» **Data supplied**:
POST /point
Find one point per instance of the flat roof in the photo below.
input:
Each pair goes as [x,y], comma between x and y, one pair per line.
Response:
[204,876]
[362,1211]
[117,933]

---

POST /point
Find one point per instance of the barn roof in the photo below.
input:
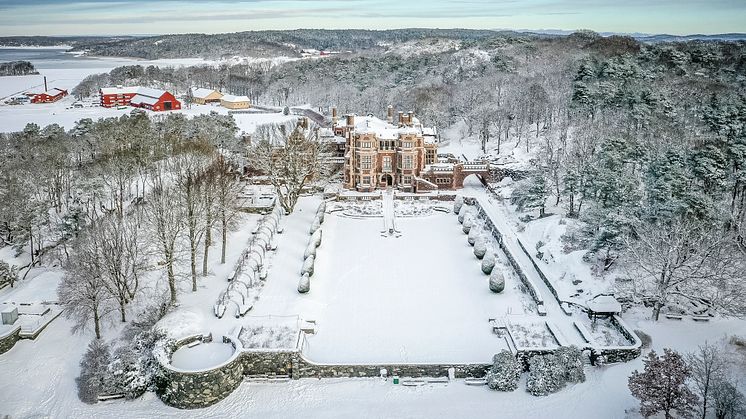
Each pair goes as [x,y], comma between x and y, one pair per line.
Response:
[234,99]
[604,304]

» **What is required**:
How many lines in the listing contain "Find"? Answer with the number alone.

» **Answer section**:
2